## Texto aportado
· · ·

Las galernas del Cantábrico y las gotas frías mediterráneas suelen llegar amortiguadas a nuestra Plaza Mayor, pero mal haríamos en no cuidarnos y no preocuparnos como si no fueran con nosotros. Un viento huracanado cargado de sentimiento romántico moderno viene dificultando nuestra vida democrática sin que nadie parezca capaz de encauzarlo. El nacionalismo, los nacionalismos, son sentimientos; no son de ahora, sino que hunden sus raíces en el Siglo XIX; pero son modernos porque están convencidos de que pueden cambiar la realidad, o que la realidad es lo que su voluntad crea, sin atenerse a condicionamientos naturales ni a herencias históricas dignas de respeto.
¿Y la razón? ¡Ese vejestorio del siglo XVIII! Hombre, algo hace, algo podemos sacar de ella: justificar los sentimientos y dar argumentos a las voluntades. Modernos sí son, sí: el yo es lo que importa, lo que yo crea, lo que mi voluntad pretenda, lo que yo decida. Son románticos porque ese Yo no es individual, sino colectivo: el Pueblo, el Espíritu del Pueblo ?catalán, vasco, gallego, andaluz, castellano-leonés (¿existirá eso realmente?). ¿Y los ciudadanos, cada uno de su padre y de su madre, con sus ideas o falta de ellas? Muy útiles para apoyar con su voto el sentimiento nacionalista.

· · ·

## Datos aportados
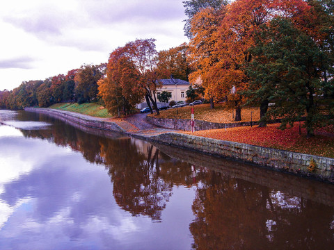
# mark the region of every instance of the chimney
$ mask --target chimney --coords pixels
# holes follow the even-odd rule
[[[174,80],[174,76],[173,74],[170,75],[170,81],[174,83],[174,84],[176,84],[175,80]]]

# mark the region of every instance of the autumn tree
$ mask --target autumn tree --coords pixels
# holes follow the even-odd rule
[[[215,63],[206,74],[213,82],[212,92],[228,97],[229,103],[235,108],[236,121],[241,119],[241,109],[246,101],[241,93],[248,88],[248,79],[242,67],[252,59],[248,49],[254,44],[254,33],[278,15],[291,18],[296,25],[304,27],[310,21],[310,9],[301,0],[237,0],[226,7],[218,31],[214,33],[216,42],[209,58]]]
[[[75,75],[75,94],[78,103],[90,102],[97,98],[97,81],[104,76],[105,64],[87,65],[81,67]]]
[[[180,46],[158,53],[157,67],[161,78],[174,78],[188,81],[191,72],[186,60],[188,46],[184,43]]]
[[[76,101],[74,96],[74,78],[78,72],[79,69],[70,70],[65,76],[63,89],[63,101],[73,102]]]
[[[0,91],[0,108],[8,108],[8,99],[10,92],[4,90]]]
[[[126,47],[115,49],[109,56],[106,77],[99,81],[99,95],[109,112],[125,115],[140,103],[145,92],[138,88],[139,76]]]
[[[192,39],[189,42],[189,60],[193,72],[189,75],[191,83],[200,82],[205,88],[205,98],[210,100],[211,108],[214,101],[219,98],[220,90],[216,85],[212,74],[218,62],[216,53],[218,29],[223,17],[225,8],[216,10],[212,8],[202,10],[191,19]]]
[[[158,95],[159,101],[163,103],[168,103],[170,98],[172,98],[172,93],[168,91],[163,91]]]
[[[200,98],[204,95],[204,88],[198,84],[195,84],[193,86],[191,85],[188,90],[186,91],[186,97],[188,102],[193,102],[196,99]]]
[[[51,78],[51,91],[54,101],[56,103],[60,103],[63,101],[63,94],[64,91],[65,76],[60,74]]]
[[[47,78],[37,89],[37,99],[38,101],[38,106],[41,108],[49,107],[53,103],[51,85],[51,81]]]
[[[157,51],[154,39],[136,40],[127,43],[127,56],[134,67],[134,72],[129,72],[129,84],[136,84],[136,88],[145,92],[145,99],[151,110],[152,106],[159,114],[157,105],[157,89],[161,86],[157,68]],[[151,106],[152,103],[152,106]]]

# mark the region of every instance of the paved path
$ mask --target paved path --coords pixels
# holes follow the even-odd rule
[[[176,131],[170,128],[159,128],[146,122],[147,113],[138,113],[122,119],[110,119],[120,126],[127,132],[146,136],[159,135],[162,133]]]

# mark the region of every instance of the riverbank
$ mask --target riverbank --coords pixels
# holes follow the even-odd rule
[[[68,111],[34,108],[25,110],[47,114],[79,126],[111,131],[149,142],[230,158],[334,183],[334,158],[194,136],[154,126],[148,126],[147,129],[141,130],[130,124],[127,128],[124,120],[113,121]]]

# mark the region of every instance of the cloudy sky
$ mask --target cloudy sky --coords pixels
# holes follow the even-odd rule
[[[13,0],[0,3],[0,90],[106,62],[136,38],[158,51],[186,42],[182,0]]]

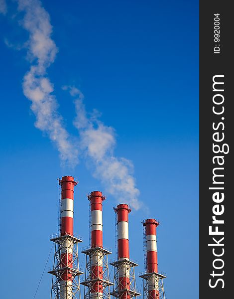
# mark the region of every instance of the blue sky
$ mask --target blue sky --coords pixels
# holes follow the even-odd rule
[[[0,221],[2,244],[7,244],[1,246],[1,256],[6,252],[8,257],[2,261],[5,270],[0,277],[5,285],[13,280],[17,286],[5,293],[4,299],[19,296],[29,299],[52,245],[50,234],[57,231],[57,178],[68,174],[79,181],[74,231],[83,237],[81,249],[89,242],[86,194],[100,190],[107,196],[104,243],[114,253],[113,207],[125,197],[117,189],[109,192],[108,182],[100,173],[94,177],[94,164],[85,149],[74,168],[66,161],[61,164],[56,146],[46,132],[35,128],[35,116],[22,85],[36,62],[27,56],[29,35],[22,26],[24,12],[16,13],[16,2],[6,3],[7,11],[0,14]],[[63,126],[79,144],[81,133],[73,124],[74,99],[62,88],[76,86],[84,96],[88,115],[97,109],[105,128],[114,129],[115,133],[109,131],[116,143],[111,148],[113,154],[134,165],[130,175],[142,205],[129,215],[130,254],[139,263],[136,272],[143,270],[141,222],[158,219],[159,270],[167,276],[167,298],[197,298],[198,1],[42,3],[58,49],[45,76],[53,84],[52,94]],[[82,254],[80,259],[81,264]],[[48,267],[52,263],[50,259]],[[137,280],[140,289],[141,281]],[[51,281],[45,273],[36,298],[49,298]]]

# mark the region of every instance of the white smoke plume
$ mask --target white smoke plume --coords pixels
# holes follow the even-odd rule
[[[84,96],[78,89],[71,86],[65,86],[63,89],[69,89],[70,94],[76,97],[77,116],[74,124],[79,131],[81,148],[95,166],[94,176],[102,181],[109,194],[138,210],[142,202],[138,199],[139,191],[132,175],[133,167],[129,160],[114,155],[114,130],[98,120],[97,111],[88,117]]]
[[[47,133],[55,144],[61,160],[75,166],[78,160],[78,150],[70,141],[57,112],[58,104],[52,94],[53,86],[46,76],[46,69],[58,52],[51,38],[49,15],[38,0],[18,0],[18,10],[25,13],[21,24],[29,34],[26,44],[31,65],[24,77],[23,89],[32,102],[31,109],[36,118],[35,126]]]
[[[5,14],[7,11],[7,8],[5,0],[0,0],[0,13]]]

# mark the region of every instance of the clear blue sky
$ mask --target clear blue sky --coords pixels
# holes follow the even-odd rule
[[[0,14],[0,276],[6,286],[2,299],[32,299],[52,245],[50,234],[57,231],[57,178],[68,174],[79,181],[74,230],[83,237],[81,249],[89,242],[86,194],[105,188],[82,158],[75,169],[61,166],[55,147],[34,127],[22,88],[30,63],[24,49],[14,48],[27,35],[18,25],[15,3],[7,3],[8,12]],[[167,276],[167,299],[197,299],[198,1],[43,0],[42,4],[59,48],[48,76],[66,128],[77,134],[72,99],[61,86],[75,85],[85,95],[87,111],[97,109],[102,121],[116,130],[115,154],[134,164],[139,199],[149,208],[148,213],[142,209],[129,215],[130,254],[139,263],[136,273],[143,270],[141,222],[156,218],[161,223],[159,270]],[[6,39],[15,45],[7,46]],[[104,243],[114,252],[112,208],[118,202],[106,195]],[[81,264],[83,254],[80,259]],[[51,258],[48,267],[52,263]],[[140,289],[141,280],[137,281]],[[51,282],[46,273],[36,299],[50,297]]]

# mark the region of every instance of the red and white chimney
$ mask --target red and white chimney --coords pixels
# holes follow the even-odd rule
[[[158,221],[153,219],[143,222],[146,233],[147,273],[158,273],[156,227],[159,224]],[[148,292],[149,299],[159,299],[158,281],[155,275],[152,276],[148,281]]]
[[[73,236],[74,187],[77,184],[73,176],[63,176],[59,181],[61,186],[61,236]],[[61,246],[61,268],[72,268],[73,244],[64,238]],[[72,277],[65,270],[60,277],[60,299],[72,299]]]
[[[115,209],[117,213],[118,260],[123,261],[120,264],[118,275],[118,290],[130,290],[130,267],[126,266],[124,261],[129,260],[128,239],[128,214],[131,209],[127,204],[121,204]],[[130,296],[127,292],[123,293],[121,299],[129,299]]]
[[[88,196],[91,210],[91,248],[103,248],[103,201],[105,199],[102,193],[99,191],[91,192]],[[91,279],[102,280],[103,259],[102,252],[95,252],[91,259]],[[101,299],[103,298],[103,287],[100,280],[96,281],[92,286],[91,299]]]

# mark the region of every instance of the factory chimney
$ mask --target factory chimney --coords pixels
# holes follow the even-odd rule
[[[80,292],[78,243],[82,242],[74,236],[74,187],[77,181],[73,176],[63,176],[60,186],[59,230],[51,240],[55,243],[54,265],[49,273],[52,274],[51,298],[77,298]],[[78,293],[79,294],[79,293]],[[78,294],[77,294],[77,296]],[[53,297],[54,296],[54,297]]]
[[[139,277],[144,280],[144,299],[164,299],[163,279],[166,276],[158,273],[156,228],[158,220],[148,219],[142,222],[145,254],[144,273]]]
[[[86,255],[84,299],[110,299],[108,255],[112,253],[103,245],[103,202],[106,197],[95,191],[88,195],[90,202],[90,247],[82,251]]]
[[[136,291],[134,267],[137,264],[129,259],[128,214],[127,204],[119,204],[114,208],[116,213],[117,260],[112,263],[115,267],[115,285],[111,293],[121,299],[129,299],[140,294]]]

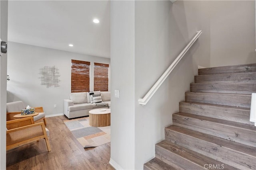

· · ·

## Tareas
(1) Responde a estas preguntas sobre el texto acerca del nacionalismo:
(a) ¿En qué siglo hunden sus raíces los nacionalismos?
(b) ¿De qué siglo es la razón, a la que se llama "vejestorio"?
(c) ¿Para qué resultan muy útiles los ciudadanos?
(2) Prosigue el texto sobre el nacionalismo a partir de su última frase.

## Respuestas
(1)
(a) En el siglo XIX.
(b) Del siglo XVIII.
(c) Para apoyar con su voto el sentimiento nacionalista.

(2)
Los últimos aires fríos que circulan entre los soportales son la anulación de la doctrina Parot por parte del Tribunal de Derechos Humanos y las huelgas contra la Ley Wert. Ambos, síntomas de un mal más grave: nuestra democracia es inmadura, adolescente a punto de cumplir treinta y cinco años, Incapaz de reformar un Código Penal predemocrático y de lograr un acuerdo de mínimos en Educación. Justicia y Educación politizadas, democracia meramente formal, imperfección enquistada. Es lo que hay.